> _AIM OF THE TASK_
Gather each line in the entries that includes the string "below".

[Referring expression pointing data]
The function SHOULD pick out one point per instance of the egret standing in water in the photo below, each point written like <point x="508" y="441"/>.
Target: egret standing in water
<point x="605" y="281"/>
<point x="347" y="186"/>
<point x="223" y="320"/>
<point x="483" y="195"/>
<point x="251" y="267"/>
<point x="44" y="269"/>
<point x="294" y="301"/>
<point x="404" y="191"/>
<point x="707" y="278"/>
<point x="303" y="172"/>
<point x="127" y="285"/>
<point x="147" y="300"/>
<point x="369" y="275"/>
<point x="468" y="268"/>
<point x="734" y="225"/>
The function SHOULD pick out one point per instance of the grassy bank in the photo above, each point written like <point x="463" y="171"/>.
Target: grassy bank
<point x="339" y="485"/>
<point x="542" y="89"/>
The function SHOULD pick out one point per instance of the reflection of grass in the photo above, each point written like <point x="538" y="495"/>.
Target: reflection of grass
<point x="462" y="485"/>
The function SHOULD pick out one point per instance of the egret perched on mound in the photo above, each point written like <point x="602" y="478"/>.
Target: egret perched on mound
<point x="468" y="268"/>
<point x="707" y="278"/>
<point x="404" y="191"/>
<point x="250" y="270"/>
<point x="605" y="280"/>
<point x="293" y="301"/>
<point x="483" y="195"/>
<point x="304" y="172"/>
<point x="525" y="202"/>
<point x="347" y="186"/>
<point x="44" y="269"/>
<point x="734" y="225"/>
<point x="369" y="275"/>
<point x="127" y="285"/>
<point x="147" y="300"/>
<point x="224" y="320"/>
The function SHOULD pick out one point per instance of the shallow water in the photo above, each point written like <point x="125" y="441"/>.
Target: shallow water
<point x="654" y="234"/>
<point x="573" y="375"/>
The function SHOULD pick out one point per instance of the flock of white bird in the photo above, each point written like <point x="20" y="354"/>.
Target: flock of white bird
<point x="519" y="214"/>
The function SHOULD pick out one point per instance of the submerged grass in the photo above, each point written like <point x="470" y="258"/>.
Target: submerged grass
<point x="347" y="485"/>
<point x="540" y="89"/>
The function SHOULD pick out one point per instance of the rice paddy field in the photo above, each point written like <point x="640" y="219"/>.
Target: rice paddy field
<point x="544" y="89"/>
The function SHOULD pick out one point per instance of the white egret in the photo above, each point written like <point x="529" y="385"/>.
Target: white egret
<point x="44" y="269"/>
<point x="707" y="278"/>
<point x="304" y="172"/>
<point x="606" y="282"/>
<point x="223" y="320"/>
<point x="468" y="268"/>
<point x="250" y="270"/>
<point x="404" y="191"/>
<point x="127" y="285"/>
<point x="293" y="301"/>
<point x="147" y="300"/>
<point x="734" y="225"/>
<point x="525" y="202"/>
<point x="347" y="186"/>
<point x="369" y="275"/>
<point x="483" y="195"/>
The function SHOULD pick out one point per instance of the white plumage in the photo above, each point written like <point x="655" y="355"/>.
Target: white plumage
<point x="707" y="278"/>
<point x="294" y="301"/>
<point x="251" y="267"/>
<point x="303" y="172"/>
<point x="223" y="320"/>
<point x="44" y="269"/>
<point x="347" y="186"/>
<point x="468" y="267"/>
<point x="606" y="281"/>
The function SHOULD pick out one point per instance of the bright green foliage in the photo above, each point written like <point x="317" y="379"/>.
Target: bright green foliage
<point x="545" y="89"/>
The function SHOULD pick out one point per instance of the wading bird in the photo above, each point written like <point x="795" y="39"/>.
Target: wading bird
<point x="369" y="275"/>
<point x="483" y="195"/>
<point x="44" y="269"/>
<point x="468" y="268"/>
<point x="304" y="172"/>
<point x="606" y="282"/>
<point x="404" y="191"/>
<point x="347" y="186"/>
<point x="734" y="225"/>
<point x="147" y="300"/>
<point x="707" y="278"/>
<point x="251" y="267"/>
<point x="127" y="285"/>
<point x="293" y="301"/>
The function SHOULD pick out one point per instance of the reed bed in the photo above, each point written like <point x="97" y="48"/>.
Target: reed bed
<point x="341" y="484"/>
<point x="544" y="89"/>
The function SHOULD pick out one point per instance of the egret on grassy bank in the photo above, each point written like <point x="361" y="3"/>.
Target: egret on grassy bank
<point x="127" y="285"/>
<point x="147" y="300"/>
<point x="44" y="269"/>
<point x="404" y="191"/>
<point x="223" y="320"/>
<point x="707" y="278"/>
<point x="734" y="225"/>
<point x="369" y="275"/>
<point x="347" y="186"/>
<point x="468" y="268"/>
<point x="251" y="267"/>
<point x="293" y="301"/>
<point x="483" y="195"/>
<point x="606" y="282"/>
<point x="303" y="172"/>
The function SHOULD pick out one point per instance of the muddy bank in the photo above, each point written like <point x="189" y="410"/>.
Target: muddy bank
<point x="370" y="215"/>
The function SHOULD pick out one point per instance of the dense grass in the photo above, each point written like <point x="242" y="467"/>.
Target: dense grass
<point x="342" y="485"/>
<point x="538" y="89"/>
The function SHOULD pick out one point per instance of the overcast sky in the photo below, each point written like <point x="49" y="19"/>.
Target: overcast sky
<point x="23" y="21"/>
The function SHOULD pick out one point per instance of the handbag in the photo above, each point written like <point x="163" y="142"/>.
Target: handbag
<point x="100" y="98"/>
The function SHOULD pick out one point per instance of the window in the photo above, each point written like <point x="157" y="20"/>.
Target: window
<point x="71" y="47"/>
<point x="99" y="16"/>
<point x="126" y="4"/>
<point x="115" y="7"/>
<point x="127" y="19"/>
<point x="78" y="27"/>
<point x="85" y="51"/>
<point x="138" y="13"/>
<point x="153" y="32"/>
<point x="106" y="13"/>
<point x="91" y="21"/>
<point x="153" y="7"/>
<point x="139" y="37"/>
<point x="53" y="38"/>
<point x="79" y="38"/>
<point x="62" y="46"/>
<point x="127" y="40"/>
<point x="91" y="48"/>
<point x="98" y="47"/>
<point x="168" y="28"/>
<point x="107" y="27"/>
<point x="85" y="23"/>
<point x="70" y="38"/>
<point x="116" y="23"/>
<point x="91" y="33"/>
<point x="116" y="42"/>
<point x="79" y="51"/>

> _WRITTEN ANSWER_
The function SHOULD pick out one point per instance of the egret standing in water in the photo below, each point written like <point x="508" y="441"/>.
The function SHOULD pick out one point per instance of the overcast sky in the photo below, each point written like <point x="49" y="19"/>.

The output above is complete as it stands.